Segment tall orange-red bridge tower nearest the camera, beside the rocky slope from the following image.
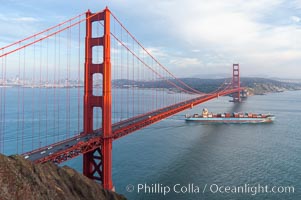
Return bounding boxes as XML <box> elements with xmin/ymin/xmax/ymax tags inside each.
<box><xmin>83</xmin><ymin>8</ymin><xmax>113</xmax><ymax>190</ymax></box>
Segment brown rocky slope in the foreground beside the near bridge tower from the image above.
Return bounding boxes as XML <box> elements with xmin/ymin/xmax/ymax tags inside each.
<box><xmin>0</xmin><ymin>154</ymin><xmax>126</xmax><ymax>200</ymax></box>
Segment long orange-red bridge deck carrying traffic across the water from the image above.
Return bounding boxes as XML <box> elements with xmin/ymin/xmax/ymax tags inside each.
<box><xmin>22</xmin><ymin>88</ymin><xmax>243</xmax><ymax>163</ymax></box>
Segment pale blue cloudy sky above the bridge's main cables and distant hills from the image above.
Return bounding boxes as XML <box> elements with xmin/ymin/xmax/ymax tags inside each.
<box><xmin>0</xmin><ymin>0</ymin><xmax>301</xmax><ymax>79</ymax></box>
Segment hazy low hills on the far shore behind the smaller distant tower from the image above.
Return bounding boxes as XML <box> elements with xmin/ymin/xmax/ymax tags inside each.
<box><xmin>113</xmin><ymin>77</ymin><xmax>301</xmax><ymax>95</ymax></box>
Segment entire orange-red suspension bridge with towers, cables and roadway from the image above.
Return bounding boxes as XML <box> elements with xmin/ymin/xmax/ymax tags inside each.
<box><xmin>0</xmin><ymin>8</ymin><xmax>243</xmax><ymax>190</ymax></box>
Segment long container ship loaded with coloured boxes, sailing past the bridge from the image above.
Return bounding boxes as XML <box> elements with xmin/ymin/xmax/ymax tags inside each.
<box><xmin>185</xmin><ymin>108</ymin><xmax>275</xmax><ymax>123</ymax></box>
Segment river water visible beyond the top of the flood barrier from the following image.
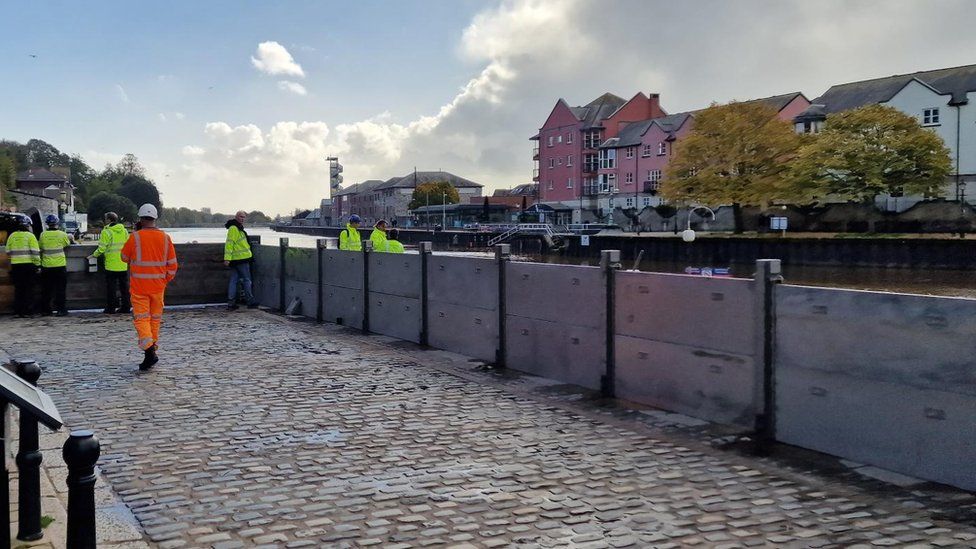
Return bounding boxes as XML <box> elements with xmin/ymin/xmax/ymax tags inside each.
<box><xmin>166</xmin><ymin>227</ymin><xmax>976</xmax><ymax>298</ymax></box>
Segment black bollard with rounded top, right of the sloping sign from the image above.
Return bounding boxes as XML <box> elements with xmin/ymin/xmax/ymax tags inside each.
<box><xmin>61</xmin><ymin>430</ymin><xmax>100</xmax><ymax>549</ymax></box>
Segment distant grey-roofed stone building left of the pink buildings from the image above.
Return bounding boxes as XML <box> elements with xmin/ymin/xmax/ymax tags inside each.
<box><xmin>332</xmin><ymin>171</ymin><xmax>483</xmax><ymax>227</ymax></box>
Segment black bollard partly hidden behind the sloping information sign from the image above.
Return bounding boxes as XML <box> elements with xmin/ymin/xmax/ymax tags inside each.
<box><xmin>15</xmin><ymin>360</ymin><xmax>44</xmax><ymax>541</ymax></box>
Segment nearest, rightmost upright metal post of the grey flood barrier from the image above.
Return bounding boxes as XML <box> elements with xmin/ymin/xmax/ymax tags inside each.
<box><xmin>753</xmin><ymin>259</ymin><xmax>783</xmax><ymax>454</ymax></box>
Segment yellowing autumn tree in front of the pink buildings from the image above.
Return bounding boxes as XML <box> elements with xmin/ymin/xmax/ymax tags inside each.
<box><xmin>661</xmin><ymin>102</ymin><xmax>801</xmax><ymax>232</ymax></box>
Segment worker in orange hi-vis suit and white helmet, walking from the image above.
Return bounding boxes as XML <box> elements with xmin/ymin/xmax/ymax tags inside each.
<box><xmin>122</xmin><ymin>204</ymin><xmax>178</xmax><ymax>370</ymax></box>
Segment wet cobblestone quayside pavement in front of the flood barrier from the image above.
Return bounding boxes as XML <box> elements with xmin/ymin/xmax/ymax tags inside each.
<box><xmin>0</xmin><ymin>309</ymin><xmax>976</xmax><ymax>548</ymax></box>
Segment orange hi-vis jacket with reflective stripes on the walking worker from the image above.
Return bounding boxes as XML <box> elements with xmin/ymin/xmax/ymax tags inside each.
<box><xmin>122</xmin><ymin>227</ymin><xmax>178</xmax><ymax>295</ymax></box>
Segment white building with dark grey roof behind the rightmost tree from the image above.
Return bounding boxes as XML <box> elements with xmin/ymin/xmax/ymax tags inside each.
<box><xmin>793</xmin><ymin>65</ymin><xmax>976</xmax><ymax>210</ymax></box>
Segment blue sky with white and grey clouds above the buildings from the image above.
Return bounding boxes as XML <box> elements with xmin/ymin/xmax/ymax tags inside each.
<box><xmin>0</xmin><ymin>0</ymin><xmax>976</xmax><ymax>213</ymax></box>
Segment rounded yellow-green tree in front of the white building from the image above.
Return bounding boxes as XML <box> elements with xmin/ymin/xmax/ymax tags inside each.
<box><xmin>792</xmin><ymin>105</ymin><xmax>952</xmax><ymax>202</ymax></box>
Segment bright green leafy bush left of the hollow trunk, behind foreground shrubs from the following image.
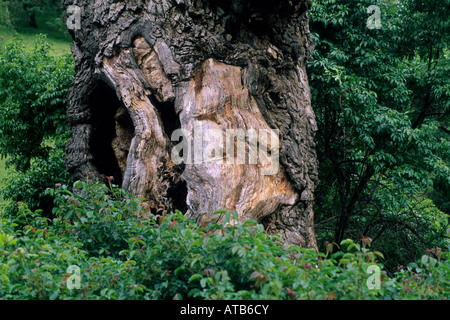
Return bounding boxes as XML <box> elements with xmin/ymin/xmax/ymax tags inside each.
<box><xmin>0</xmin><ymin>36</ymin><xmax>73</xmax><ymax>212</ymax></box>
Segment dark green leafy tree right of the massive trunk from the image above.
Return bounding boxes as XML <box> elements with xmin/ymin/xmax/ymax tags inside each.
<box><xmin>308</xmin><ymin>0</ymin><xmax>450</xmax><ymax>269</ymax></box>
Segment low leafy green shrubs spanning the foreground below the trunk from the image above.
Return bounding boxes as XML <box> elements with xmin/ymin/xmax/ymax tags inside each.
<box><xmin>0</xmin><ymin>182</ymin><xmax>450</xmax><ymax>300</ymax></box>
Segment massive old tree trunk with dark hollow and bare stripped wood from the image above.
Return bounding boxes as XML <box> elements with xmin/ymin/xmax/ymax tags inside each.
<box><xmin>62</xmin><ymin>0</ymin><xmax>317</xmax><ymax>247</ymax></box>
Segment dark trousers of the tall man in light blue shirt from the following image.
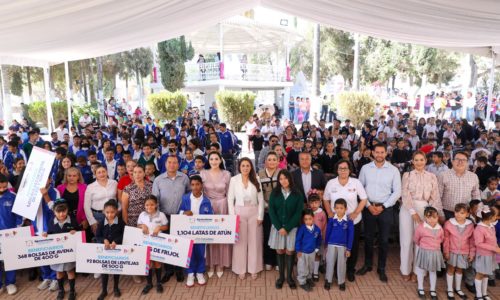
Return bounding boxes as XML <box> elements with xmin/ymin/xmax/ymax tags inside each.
<box><xmin>363</xmin><ymin>207</ymin><xmax>394</xmax><ymax>271</ymax></box>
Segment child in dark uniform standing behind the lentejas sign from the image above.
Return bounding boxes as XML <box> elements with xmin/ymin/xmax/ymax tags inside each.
<box><xmin>95</xmin><ymin>199</ymin><xmax>125</xmax><ymax>300</ymax></box>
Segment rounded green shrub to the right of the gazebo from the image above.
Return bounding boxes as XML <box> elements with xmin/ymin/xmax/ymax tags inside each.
<box><xmin>336</xmin><ymin>92</ymin><xmax>375</xmax><ymax>128</ymax></box>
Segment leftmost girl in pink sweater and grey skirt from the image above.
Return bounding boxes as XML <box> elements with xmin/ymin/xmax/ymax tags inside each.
<box><xmin>413</xmin><ymin>206</ymin><xmax>445</xmax><ymax>300</ymax></box>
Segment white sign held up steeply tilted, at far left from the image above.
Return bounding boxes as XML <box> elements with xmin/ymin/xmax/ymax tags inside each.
<box><xmin>12</xmin><ymin>147</ymin><xmax>56</xmax><ymax>221</ymax></box>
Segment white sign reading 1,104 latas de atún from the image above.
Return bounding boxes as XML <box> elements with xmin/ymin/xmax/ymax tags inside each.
<box><xmin>170</xmin><ymin>215</ymin><xmax>240</xmax><ymax>244</ymax></box>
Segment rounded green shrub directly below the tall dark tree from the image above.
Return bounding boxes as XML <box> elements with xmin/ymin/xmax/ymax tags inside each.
<box><xmin>148</xmin><ymin>91</ymin><xmax>187</xmax><ymax>120</ymax></box>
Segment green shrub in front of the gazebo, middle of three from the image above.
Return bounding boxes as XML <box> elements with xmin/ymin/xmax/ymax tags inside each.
<box><xmin>215</xmin><ymin>90</ymin><xmax>256</xmax><ymax>132</ymax></box>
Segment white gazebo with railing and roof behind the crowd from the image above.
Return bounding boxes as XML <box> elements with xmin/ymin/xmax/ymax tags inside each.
<box><xmin>184</xmin><ymin>16</ymin><xmax>302</xmax><ymax>117</ymax></box>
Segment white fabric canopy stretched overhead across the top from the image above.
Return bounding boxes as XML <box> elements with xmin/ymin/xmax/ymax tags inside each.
<box><xmin>0</xmin><ymin>0</ymin><xmax>500</xmax><ymax>127</ymax></box>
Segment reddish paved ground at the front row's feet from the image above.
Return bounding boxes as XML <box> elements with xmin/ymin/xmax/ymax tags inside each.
<box><xmin>10</xmin><ymin>247</ymin><xmax>500</xmax><ymax>300</ymax></box>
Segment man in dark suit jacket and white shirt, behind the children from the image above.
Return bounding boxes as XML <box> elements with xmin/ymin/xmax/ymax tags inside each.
<box><xmin>292</xmin><ymin>152</ymin><xmax>326</xmax><ymax>202</ymax></box>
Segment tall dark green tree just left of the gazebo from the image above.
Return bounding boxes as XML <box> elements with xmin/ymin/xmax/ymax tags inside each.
<box><xmin>158</xmin><ymin>36</ymin><xmax>194</xmax><ymax>91</ymax></box>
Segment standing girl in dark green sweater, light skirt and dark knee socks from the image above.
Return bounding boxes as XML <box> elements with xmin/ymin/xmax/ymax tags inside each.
<box><xmin>269</xmin><ymin>170</ymin><xmax>304</xmax><ymax>289</ymax></box>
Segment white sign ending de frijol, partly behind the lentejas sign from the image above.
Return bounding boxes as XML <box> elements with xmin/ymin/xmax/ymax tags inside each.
<box><xmin>123</xmin><ymin>226</ymin><xmax>193</xmax><ymax>268</ymax></box>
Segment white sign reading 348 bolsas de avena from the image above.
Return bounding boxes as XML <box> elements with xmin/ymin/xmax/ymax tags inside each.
<box><xmin>2</xmin><ymin>231</ymin><xmax>85</xmax><ymax>271</ymax></box>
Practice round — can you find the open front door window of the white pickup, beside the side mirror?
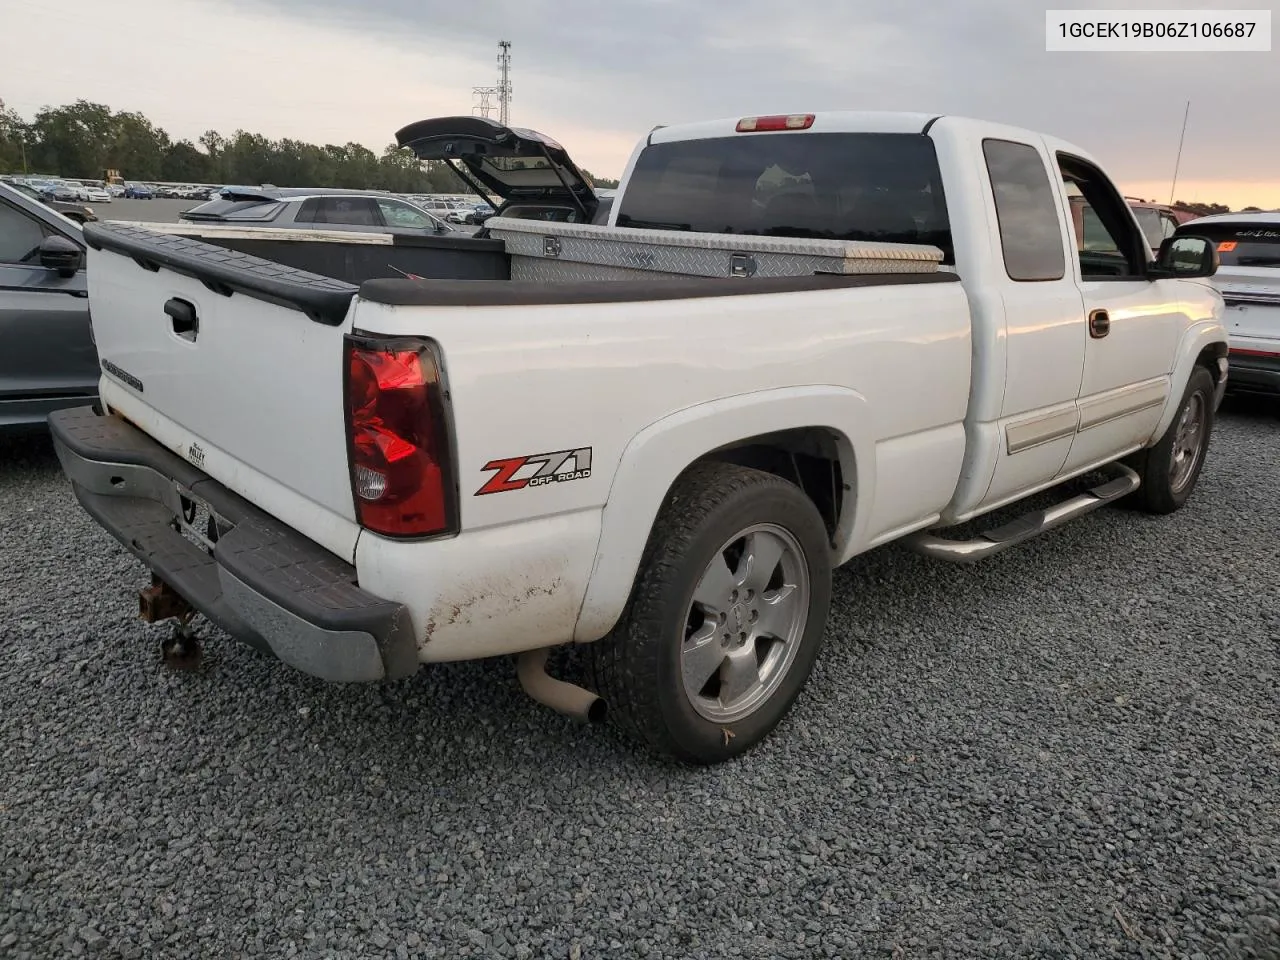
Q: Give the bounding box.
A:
[1057,154,1151,280]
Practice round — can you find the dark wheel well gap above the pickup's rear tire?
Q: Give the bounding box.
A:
[698,426,854,536]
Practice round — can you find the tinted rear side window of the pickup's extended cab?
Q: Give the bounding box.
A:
[982,140,1066,280]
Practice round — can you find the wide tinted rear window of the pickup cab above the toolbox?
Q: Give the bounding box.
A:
[617,133,954,264]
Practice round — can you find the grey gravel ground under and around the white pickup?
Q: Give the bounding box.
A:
[0,406,1280,960]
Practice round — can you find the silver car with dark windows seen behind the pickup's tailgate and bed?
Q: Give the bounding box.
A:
[180,187,453,237]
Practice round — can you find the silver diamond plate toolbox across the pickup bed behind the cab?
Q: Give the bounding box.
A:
[485,216,942,280]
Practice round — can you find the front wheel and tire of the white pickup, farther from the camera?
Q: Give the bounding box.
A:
[1128,366,1215,513]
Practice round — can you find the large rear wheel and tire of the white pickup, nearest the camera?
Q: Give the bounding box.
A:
[590,462,831,764]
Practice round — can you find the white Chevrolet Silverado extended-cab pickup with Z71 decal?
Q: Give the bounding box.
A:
[50,113,1228,763]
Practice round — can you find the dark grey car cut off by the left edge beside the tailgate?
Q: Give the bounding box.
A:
[0,184,100,428]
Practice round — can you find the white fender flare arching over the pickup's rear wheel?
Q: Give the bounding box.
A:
[573,385,876,643]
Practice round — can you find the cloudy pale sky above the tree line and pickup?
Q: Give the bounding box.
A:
[0,0,1280,209]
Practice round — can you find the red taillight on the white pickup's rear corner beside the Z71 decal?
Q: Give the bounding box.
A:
[343,335,458,538]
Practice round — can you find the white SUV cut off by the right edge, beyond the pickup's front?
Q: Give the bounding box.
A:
[1176,211,1280,396]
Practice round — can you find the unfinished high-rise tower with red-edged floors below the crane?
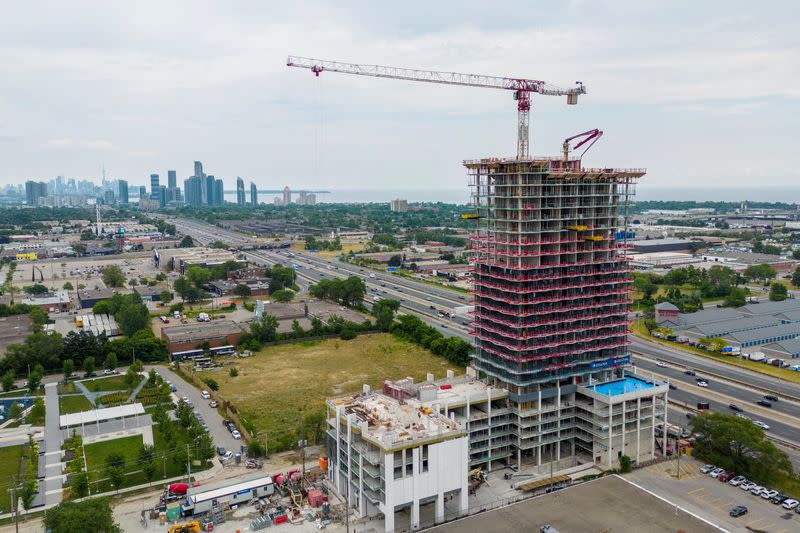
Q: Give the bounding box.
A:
[464,158,644,465]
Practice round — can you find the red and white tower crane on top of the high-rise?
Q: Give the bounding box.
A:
[286,56,586,159]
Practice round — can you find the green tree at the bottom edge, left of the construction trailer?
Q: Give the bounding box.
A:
[43,498,123,533]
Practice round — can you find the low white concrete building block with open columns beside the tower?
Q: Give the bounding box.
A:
[327,385,469,532]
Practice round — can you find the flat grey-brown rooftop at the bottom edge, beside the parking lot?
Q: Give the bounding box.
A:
[435,476,721,533]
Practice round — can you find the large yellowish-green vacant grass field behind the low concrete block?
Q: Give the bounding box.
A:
[199,333,452,448]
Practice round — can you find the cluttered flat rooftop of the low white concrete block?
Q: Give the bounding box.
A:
[328,392,465,449]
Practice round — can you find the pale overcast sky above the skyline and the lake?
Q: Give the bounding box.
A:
[0,0,800,194]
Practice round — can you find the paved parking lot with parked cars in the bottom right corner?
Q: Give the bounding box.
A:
[626,458,800,533]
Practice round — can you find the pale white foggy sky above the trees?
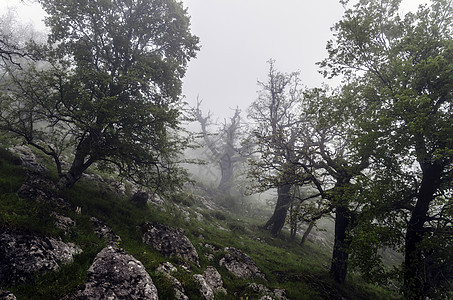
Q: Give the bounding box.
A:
[0,0,427,120]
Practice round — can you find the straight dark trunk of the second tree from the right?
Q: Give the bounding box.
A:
[330,205,352,284]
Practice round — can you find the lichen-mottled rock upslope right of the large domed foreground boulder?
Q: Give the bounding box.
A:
[143,222,200,266]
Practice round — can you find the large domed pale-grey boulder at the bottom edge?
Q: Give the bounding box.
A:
[64,246,159,300]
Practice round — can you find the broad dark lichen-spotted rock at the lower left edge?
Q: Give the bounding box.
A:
[0,232,82,285]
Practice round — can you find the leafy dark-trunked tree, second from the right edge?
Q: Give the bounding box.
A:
[299,88,374,283]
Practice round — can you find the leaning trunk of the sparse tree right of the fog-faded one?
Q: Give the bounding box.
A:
[264,184,291,236]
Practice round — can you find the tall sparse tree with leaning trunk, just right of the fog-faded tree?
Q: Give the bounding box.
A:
[248,60,304,235]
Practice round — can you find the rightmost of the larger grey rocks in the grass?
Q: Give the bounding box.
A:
[219,247,265,279]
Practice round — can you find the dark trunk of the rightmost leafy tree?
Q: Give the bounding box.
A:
[403,165,442,299]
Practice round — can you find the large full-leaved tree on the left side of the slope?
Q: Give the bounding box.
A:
[0,0,198,192]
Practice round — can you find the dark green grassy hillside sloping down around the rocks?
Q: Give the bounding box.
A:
[0,149,398,299]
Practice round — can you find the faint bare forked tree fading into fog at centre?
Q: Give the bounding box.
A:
[193,101,246,198]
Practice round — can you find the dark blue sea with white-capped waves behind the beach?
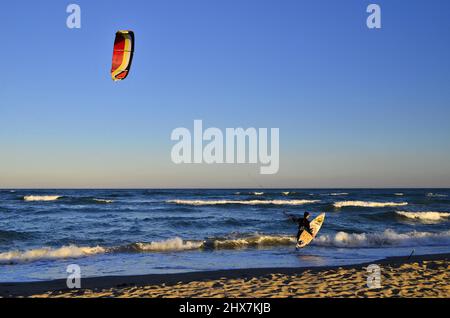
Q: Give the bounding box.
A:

§ §

* **TASK DETAILS**
Beginning with the line holding "Practice round — can you find the dark trunk" and ending with the line holding "Practice round — can you find the dark blue", write out the stretch of material above exactly; add no further lines.

* **TASK RESPONSE**
Practice round — can you find the dark trunk of the rightmost leafy tree?
Q: Give the bounding box.
A:
[403,165,442,299]
Practice round — can you find the large full-leaved tree on the left side of the slope?
Q: Give the bounding box.
A:
[0,0,198,192]
Practice round — can you find the dark green grassy hillside sloping down around the rocks?
Q: Give the bounding box.
A:
[0,149,398,299]
Practice round — can you find the faint bare forked tree fading into fog at centre?
Q: Give the bounding box.
A:
[193,101,246,198]
Practice round — can you find the dark blue sea with white-capped waves behind the beach?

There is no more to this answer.